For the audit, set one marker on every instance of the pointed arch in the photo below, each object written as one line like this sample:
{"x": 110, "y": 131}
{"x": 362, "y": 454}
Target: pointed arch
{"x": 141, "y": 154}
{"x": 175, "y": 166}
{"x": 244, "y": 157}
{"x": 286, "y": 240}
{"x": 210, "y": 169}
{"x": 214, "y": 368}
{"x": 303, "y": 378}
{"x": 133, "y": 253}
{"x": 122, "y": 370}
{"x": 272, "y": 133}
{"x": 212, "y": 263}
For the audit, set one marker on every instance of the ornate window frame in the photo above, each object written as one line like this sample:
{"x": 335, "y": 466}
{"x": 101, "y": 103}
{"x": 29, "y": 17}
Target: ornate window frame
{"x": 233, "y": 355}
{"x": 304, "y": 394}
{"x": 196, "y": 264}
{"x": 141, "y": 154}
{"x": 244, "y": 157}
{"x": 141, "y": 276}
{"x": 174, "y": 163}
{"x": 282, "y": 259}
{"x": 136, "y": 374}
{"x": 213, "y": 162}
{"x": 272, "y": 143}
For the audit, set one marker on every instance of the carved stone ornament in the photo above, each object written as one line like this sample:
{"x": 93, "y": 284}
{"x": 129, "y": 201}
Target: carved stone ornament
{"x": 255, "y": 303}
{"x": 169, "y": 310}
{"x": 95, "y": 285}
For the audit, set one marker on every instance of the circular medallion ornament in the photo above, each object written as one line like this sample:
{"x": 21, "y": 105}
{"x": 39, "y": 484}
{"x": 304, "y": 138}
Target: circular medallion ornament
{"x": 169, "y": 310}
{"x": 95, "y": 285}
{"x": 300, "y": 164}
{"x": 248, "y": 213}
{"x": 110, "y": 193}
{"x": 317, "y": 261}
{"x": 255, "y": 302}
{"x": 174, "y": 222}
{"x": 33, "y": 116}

+ + +

PROBLEM TO SOLVE: Set all of the data down again exactly.

EXPECTED ANSWER:
For the audit, set one marker on every instance of the pointed arch in the photo below, each object written as one line like this sample:
{"x": 110, "y": 131}
{"x": 362, "y": 454}
Target: pointed arch
{"x": 141, "y": 154}
{"x": 175, "y": 166}
{"x": 244, "y": 157}
{"x": 286, "y": 240}
{"x": 210, "y": 169}
{"x": 214, "y": 368}
{"x": 303, "y": 378}
{"x": 133, "y": 253}
{"x": 122, "y": 370}
{"x": 272, "y": 133}
{"x": 212, "y": 263}
For the audit, set one marker on every instance of the ornate window frame in the photo above, each object written as one line like this sample:
{"x": 335, "y": 466}
{"x": 101, "y": 103}
{"x": 29, "y": 17}
Target: ornate window frame
{"x": 233, "y": 355}
{"x": 304, "y": 394}
{"x": 196, "y": 264}
{"x": 141, "y": 154}
{"x": 244, "y": 157}
{"x": 141, "y": 276}
{"x": 174, "y": 163}
{"x": 282, "y": 259}
{"x": 136, "y": 374}
{"x": 213, "y": 162}
{"x": 272, "y": 143}
For the audit, set one marker on every instance of the carved stone ornament in the photo above, each object written as one line like this sample:
{"x": 93, "y": 284}
{"x": 129, "y": 201}
Target: carved stone ornament
{"x": 255, "y": 303}
{"x": 169, "y": 310}
{"x": 95, "y": 285}
For the audit, set one marker on every instance of the circular medallion ornament in the photo above, each object written as one line like this sample:
{"x": 21, "y": 105}
{"x": 39, "y": 484}
{"x": 304, "y": 138}
Target: circular medallion ornament
{"x": 169, "y": 310}
{"x": 95, "y": 285}
{"x": 300, "y": 164}
{"x": 248, "y": 213}
{"x": 110, "y": 193}
{"x": 317, "y": 261}
{"x": 255, "y": 302}
{"x": 174, "y": 222}
{"x": 33, "y": 116}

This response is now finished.